Image entries on named regions:
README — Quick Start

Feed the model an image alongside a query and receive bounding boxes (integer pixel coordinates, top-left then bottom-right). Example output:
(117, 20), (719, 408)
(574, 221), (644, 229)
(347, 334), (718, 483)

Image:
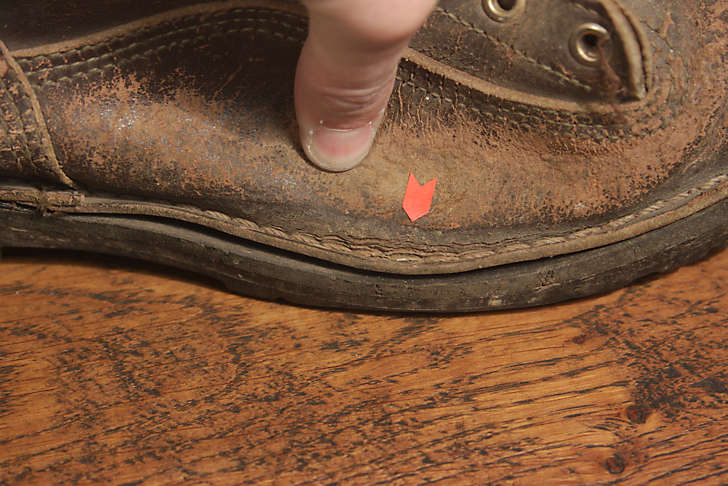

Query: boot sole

(0, 188), (728, 313)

## Task prompt
Reproduce every line of the rows above, requests included. Multiply each bounding-box coordinate in the answers by 1.95 and round to the nearest whole number, rounding halves up, while leaving all other figures unchanged and omitting the pictures.

## Worked solution
README — Quick Start

Feed the model an image alongside a query and receive bounding boxes (integer pixel coordinates, top-left then bottom-right). Example output:
(117, 20), (719, 408)
(574, 221), (644, 229)
(347, 334), (718, 483)

Image:

Query: boot sole

(0, 367), (1420, 610)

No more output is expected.